> Your objective: Rewrite the stretch from the start of the material through the line containing "box: [436, 309, 474, 355]", putting "foreground" in place of "positive" and changing nothing else.

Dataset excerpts
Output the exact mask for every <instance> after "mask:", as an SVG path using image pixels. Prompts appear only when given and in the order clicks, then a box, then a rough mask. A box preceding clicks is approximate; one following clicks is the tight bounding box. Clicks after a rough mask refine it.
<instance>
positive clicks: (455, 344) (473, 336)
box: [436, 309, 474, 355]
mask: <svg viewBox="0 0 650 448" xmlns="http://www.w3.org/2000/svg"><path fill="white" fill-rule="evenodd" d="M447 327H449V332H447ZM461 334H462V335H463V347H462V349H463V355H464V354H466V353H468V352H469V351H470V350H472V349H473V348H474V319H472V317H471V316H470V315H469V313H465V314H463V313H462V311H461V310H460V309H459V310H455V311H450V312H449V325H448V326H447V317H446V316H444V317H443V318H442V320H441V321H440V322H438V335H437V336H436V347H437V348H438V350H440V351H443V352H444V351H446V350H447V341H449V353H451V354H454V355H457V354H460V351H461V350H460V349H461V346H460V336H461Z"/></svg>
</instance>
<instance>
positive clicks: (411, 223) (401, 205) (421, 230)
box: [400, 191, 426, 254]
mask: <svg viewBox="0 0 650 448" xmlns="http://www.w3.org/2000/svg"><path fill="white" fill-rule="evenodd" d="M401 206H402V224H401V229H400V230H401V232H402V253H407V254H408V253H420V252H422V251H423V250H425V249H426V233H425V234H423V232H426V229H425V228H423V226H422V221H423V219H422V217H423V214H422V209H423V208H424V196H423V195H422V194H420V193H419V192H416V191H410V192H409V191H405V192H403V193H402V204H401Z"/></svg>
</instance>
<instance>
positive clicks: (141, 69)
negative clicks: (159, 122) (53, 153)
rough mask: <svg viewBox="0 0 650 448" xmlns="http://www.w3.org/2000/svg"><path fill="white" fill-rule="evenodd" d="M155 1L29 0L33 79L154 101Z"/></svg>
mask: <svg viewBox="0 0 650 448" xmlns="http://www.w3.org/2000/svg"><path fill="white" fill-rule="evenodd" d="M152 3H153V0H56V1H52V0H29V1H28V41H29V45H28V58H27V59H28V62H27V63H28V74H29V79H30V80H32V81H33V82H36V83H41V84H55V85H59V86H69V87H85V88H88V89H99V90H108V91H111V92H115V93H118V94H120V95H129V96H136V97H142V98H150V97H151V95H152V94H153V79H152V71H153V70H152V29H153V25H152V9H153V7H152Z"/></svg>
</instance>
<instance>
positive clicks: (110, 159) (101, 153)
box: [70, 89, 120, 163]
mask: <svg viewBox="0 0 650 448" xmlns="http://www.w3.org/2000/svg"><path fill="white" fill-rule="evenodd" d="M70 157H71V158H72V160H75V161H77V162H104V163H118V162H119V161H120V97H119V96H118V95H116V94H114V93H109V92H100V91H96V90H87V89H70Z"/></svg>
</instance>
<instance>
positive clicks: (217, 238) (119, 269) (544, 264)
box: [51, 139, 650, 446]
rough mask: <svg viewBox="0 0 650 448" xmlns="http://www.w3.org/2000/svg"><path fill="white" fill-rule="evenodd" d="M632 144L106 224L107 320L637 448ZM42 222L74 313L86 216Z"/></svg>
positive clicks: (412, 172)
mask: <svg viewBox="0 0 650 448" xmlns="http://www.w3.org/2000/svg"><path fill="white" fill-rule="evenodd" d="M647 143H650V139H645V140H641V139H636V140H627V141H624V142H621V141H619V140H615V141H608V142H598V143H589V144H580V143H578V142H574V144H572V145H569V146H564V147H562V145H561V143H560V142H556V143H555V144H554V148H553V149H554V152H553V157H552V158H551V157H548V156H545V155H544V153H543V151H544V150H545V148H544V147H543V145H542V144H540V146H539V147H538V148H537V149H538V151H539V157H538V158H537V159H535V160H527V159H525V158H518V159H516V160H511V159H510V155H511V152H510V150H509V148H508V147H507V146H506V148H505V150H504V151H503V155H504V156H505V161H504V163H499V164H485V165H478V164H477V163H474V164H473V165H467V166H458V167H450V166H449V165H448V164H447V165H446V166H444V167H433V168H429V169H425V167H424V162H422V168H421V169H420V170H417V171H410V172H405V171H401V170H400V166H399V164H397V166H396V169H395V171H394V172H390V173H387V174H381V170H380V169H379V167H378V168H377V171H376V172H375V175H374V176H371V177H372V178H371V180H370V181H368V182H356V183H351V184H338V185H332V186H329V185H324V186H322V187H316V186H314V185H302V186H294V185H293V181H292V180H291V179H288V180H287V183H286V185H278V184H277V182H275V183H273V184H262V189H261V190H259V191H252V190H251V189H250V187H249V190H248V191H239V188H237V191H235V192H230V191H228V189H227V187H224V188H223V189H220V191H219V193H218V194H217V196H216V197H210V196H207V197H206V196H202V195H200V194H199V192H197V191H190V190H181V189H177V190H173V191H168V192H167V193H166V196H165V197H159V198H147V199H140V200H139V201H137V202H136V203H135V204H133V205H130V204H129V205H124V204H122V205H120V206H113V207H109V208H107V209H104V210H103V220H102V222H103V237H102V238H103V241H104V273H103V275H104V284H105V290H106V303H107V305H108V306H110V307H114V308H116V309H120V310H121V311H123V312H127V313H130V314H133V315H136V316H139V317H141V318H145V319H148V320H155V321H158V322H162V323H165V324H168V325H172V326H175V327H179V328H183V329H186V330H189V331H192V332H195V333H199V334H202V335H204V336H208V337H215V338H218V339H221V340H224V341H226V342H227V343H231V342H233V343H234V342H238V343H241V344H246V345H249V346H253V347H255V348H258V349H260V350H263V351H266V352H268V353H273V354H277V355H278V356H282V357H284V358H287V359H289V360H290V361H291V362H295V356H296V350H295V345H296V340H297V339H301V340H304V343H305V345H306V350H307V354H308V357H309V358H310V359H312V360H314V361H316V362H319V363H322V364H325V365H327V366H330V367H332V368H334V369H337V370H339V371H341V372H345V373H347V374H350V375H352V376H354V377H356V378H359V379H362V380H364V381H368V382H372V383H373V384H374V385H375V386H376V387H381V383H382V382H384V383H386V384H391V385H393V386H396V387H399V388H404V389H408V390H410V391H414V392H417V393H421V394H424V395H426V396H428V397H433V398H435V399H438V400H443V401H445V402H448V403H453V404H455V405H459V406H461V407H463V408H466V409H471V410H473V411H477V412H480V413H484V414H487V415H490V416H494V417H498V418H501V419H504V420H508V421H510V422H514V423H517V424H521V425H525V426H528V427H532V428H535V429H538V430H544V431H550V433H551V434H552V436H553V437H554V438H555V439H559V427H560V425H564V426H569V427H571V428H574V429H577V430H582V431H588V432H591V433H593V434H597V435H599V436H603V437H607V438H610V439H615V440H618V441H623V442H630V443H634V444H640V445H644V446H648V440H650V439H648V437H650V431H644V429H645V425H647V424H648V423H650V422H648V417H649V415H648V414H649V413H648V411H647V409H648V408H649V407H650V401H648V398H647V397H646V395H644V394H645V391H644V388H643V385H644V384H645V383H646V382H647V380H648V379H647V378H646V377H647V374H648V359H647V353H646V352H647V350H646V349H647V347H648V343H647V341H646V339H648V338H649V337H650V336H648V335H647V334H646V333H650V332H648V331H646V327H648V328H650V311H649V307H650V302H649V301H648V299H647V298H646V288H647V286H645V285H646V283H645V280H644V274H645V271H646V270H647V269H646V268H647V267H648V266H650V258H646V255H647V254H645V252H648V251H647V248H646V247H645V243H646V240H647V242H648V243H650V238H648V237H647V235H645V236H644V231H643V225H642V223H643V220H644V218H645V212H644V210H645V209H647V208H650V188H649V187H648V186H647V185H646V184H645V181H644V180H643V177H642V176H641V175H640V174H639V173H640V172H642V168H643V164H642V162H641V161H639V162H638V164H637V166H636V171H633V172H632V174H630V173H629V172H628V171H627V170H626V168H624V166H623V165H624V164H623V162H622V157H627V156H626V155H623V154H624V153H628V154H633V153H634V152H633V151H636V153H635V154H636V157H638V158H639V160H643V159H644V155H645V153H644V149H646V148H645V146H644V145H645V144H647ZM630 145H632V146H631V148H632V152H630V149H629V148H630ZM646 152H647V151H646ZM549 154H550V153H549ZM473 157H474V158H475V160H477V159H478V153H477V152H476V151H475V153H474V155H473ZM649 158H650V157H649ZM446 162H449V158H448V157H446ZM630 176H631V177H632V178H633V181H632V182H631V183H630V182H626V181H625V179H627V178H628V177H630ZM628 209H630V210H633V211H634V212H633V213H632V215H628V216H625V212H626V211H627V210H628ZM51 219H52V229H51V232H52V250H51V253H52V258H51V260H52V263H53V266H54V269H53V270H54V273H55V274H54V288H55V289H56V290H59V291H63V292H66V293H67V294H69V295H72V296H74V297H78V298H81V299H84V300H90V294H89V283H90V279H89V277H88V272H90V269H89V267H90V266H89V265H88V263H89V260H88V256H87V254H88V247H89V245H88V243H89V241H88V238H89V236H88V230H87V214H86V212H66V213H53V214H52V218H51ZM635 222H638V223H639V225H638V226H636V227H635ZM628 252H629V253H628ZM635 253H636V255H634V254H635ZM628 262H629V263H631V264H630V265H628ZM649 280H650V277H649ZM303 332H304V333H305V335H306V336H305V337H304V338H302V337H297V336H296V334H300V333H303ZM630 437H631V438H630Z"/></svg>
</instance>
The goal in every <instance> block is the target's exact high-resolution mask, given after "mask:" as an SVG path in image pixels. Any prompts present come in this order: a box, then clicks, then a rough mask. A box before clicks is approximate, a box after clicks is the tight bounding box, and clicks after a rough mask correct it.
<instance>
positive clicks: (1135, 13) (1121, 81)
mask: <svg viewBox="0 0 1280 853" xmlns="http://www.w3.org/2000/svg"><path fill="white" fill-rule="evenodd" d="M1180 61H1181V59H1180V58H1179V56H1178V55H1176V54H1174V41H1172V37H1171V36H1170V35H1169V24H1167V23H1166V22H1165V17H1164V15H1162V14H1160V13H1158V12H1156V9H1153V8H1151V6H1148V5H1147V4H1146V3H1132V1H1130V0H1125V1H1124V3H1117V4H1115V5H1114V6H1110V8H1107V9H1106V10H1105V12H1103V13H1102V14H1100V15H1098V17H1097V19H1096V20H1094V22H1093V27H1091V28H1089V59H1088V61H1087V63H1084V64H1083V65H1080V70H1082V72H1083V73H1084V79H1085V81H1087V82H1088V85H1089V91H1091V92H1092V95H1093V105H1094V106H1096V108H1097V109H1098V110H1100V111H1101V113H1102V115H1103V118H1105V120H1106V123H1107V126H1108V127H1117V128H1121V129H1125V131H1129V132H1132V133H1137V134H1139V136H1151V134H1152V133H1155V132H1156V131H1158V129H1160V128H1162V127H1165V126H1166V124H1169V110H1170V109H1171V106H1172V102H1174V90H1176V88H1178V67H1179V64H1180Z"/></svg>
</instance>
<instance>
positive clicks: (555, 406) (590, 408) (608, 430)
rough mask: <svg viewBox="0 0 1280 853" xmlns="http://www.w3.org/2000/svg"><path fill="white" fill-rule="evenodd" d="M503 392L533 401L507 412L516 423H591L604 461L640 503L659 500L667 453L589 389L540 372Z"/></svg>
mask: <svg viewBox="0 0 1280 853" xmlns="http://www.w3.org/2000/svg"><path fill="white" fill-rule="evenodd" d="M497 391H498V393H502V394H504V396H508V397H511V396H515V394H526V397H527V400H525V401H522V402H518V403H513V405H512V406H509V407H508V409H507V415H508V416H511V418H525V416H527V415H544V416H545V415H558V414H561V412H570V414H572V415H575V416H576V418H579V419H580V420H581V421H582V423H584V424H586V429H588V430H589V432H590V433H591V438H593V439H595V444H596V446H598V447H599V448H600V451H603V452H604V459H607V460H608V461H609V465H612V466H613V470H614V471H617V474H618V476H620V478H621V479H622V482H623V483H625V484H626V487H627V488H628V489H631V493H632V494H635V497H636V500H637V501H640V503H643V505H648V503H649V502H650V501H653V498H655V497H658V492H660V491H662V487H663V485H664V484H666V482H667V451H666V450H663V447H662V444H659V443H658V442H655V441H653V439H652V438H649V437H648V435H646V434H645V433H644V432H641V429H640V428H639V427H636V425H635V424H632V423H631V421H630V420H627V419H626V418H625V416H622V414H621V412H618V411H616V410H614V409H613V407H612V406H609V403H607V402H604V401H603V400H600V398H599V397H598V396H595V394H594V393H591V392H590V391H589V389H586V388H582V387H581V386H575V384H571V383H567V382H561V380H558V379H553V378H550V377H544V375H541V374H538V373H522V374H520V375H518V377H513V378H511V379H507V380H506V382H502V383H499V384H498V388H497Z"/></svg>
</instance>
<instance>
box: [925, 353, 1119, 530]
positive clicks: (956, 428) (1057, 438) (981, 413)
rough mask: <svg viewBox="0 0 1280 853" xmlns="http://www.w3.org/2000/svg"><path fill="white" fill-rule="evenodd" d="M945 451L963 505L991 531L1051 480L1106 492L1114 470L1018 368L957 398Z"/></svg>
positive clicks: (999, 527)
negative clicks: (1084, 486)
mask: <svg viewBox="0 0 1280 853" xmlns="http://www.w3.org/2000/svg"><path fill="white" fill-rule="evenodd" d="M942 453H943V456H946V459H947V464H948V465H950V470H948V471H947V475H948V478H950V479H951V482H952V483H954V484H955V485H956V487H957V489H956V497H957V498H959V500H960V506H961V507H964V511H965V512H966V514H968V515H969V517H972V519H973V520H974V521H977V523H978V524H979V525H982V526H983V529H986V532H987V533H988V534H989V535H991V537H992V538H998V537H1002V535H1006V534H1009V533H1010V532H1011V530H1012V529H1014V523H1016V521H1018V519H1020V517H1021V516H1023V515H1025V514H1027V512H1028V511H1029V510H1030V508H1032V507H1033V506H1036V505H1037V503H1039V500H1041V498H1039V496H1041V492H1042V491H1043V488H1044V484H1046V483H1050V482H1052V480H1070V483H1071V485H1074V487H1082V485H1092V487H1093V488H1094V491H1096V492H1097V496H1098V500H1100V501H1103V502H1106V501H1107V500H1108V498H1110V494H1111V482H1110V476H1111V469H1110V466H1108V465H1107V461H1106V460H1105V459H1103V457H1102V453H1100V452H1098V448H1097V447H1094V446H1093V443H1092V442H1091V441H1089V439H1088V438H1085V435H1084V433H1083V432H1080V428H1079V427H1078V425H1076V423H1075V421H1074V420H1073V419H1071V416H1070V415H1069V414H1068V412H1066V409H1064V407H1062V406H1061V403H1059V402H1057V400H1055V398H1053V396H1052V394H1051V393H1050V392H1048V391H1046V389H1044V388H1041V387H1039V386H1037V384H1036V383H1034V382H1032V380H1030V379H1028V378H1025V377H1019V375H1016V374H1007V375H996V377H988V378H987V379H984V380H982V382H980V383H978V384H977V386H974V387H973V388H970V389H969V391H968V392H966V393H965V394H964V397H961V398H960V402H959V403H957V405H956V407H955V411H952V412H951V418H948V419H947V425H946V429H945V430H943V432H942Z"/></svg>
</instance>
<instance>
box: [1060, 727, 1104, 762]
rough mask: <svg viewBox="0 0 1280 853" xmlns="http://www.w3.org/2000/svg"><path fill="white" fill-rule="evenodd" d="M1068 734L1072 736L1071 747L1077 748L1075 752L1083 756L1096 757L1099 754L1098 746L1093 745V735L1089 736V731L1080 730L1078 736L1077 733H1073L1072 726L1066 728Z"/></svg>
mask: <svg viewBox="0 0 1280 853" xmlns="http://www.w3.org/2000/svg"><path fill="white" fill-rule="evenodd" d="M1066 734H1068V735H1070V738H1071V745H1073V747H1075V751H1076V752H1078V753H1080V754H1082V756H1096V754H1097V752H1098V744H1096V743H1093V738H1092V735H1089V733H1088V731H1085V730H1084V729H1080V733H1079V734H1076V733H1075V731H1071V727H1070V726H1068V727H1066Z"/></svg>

> Solved exercise:
Output the exact mask for every <instance> after "mask:", as an SVG path using image pixels. Prompts appear only when given and in the order clicks, then a box, then a rough mask. A box preceding clicks is approximate; one following clicks is the tight bounding box. Clicks after a rough mask refine it.
<instance>
foreground clicks: (455, 344) (473, 336)
box: [436, 309, 474, 355]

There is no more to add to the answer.